■ RECORD SET ■
■ ■ ■ ■ ■ ■ ■
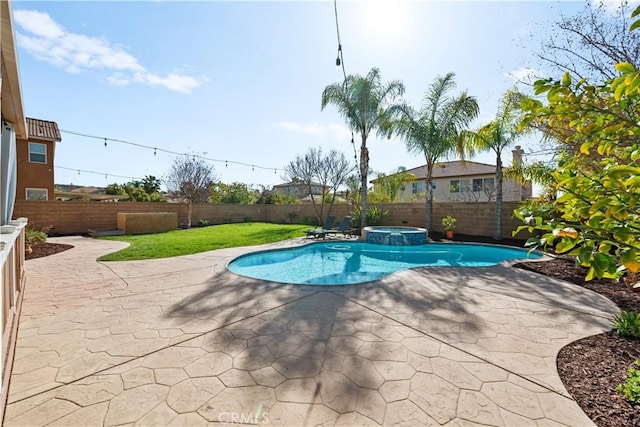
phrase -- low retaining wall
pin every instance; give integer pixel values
(147, 222)
(476, 219)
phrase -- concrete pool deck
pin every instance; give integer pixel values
(182, 341)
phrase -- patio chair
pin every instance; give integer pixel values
(321, 232)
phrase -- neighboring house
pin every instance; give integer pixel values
(35, 160)
(467, 181)
(298, 189)
(12, 274)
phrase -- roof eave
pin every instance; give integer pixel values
(12, 109)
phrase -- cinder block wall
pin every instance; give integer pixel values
(78, 217)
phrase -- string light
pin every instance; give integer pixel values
(340, 63)
(106, 174)
(175, 153)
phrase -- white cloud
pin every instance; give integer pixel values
(75, 53)
(315, 129)
(525, 75)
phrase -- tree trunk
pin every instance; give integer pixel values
(497, 233)
(364, 173)
(428, 204)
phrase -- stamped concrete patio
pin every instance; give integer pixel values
(182, 341)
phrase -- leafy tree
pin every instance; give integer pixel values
(599, 186)
(151, 184)
(367, 105)
(282, 199)
(190, 179)
(435, 130)
(391, 185)
(329, 171)
(234, 193)
(498, 135)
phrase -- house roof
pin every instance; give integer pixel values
(12, 109)
(43, 129)
(453, 169)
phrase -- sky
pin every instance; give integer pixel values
(241, 82)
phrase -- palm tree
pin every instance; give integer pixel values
(367, 105)
(435, 130)
(496, 136)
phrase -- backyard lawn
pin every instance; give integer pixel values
(195, 240)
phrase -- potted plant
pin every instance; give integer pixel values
(449, 223)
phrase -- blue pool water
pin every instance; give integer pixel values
(344, 263)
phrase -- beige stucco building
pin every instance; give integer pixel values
(467, 181)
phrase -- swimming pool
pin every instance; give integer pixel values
(345, 263)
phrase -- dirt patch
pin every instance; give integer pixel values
(46, 249)
(591, 368)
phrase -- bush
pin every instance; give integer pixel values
(449, 222)
(631, 386)
(627, 324)
(34, 236)
(307, 220)
(375, 215)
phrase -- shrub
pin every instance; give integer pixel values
(292, 216)
(33, 236)
(449, 222)
(307, 220)
(631, 386)
(375, 215)
(627, 323)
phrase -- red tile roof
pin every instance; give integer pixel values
(43, 130)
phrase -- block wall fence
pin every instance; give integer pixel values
(78, 217)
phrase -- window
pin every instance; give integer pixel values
(37, 152)
(459, 186)
(417, 187)
(481, 184)
(37, 194)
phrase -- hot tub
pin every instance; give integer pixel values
(395, 236)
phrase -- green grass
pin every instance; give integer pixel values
(195, 240)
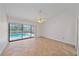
■ ■ ■ ■ ■ ■ ■
■ DIRECTIVE ■
Render the listing above as a numbered list, skipping any blank lines and leaving the pictures out.

■ RESULT FOR THIS EXERCISE ■
1. phrase -- low retaining wall
2. pin every instance; give integer pixel values
3. (147, 222)
4. (476, 219)
5. phrase -- concrete pool deck
6. pin every instance; give integer pixel values
7. (182, 341)
8. phrase -- patio chair
9. pin every instance; give integer pixel values
10. (321, 232)
11. phrase -- neighboring house
12. pin every instance; give integer pixel values
13. (35, 160)
14. (467, 181)
15. (298, 189)
16. (12, 274)
17. phrase -- roof eave
18. pin every instance; give integer pixel values
19. (12, 109)
20. phrase -- cinder block wall
21. pin every instance; give integer pixel values
22. (78, 217)
23. phrase -- string light
24. pin every instance; give integer pixel values
25. (340, 63)
26. (106, 174)
27. (175, 153)
28. phrase -- white cloud
29. pin every instance; give integer pixel values
30. (75, 53)
31. (315, 129)
32. (525, 75)
33. phrase -- tree trunk
34. pin every instance; give integer pixel values
35. (497, 233)
36. (364, 173)
37. (428, 204)
38. phrase -- stamped concrete patio
39. pin every instance; give integer pixel values
40. (182, 341)
41. phrase -- leafy tree
42. pin every instance; give integer pixel values
43. (599, 186)
44. (151, 184)
45. (367, 105)
46. (282, 199)
47. (190, 179)
48. (435, 130)
49. (391, 185)
50. (329, 171)
51. (234, 193)
52. (498, 135)
53. phrase -- house roof
54. pin every instance; give integer pixel values
55. (12, 109)
56. (43, 129)
57. (453, 169)
58. phrase -- sky
59. pin every instance; give integer pixel values
60. (241, 82)
61. phrase -- palm tree
62. pin every instance; give integer pixel values
63. (367, 105)
64. (435, 130)
65. (496, 136)
66. phrase -- backyard lawn
67. pin every instance; give integer pixel values
68. (195, 240)
69. phrase -- potted plant
70. pin every instance; give integer pixel values
71. (449, 223)
72. phrase -- blue pool water
73. pin every instance; give integer pixel values
74. (344, 263)
75. phrase -- beige stucco building
76. pin every instance; give integer pixel values
77. (467, 181)
78. phrase -- swimming pool
79. pin every instance; give integer pixel values
80. (345, 263)
81. phrase -- dirt patch
82. pin every instance; give integer pixel values
83. (46, 249)
84. (591, 368)
85. phrase -- bush
86. pin every instance; give integer pixel values
87. (449, 222)
88. (631, 386)
89. (627, 324)
90. (34, 236)
91. (307, 220)
92. (375, 215)
93. phrase -- shrub
94. pin every instance; give integer pixel values
95. (292, 216)
96. (33, 236)
97. (449, 222)
98. (307, 220)
99. (631, 386)
100. (375, 215)
101. (627, 323)
102. phrase -- red tile roof
103. pin every instance; give integer pixel values
104. (43, 130)
105. phrase -- block wall fence
106. pin every instance; give integer pixel values
107. (78, 217)
108. phrase -- window
109. pin every instance; give integer pixel values
110. (37, 152)
111. (459, 186)
112. (417, 187)
113. (481, 184)
114. (37, 194)
115. phrase -- hot tub
116. pin every instance; give integer pixel values
117. (395, 236)
118. phrase -- green grass
119. pin every instance; give integer pixel values
120. (195, 240)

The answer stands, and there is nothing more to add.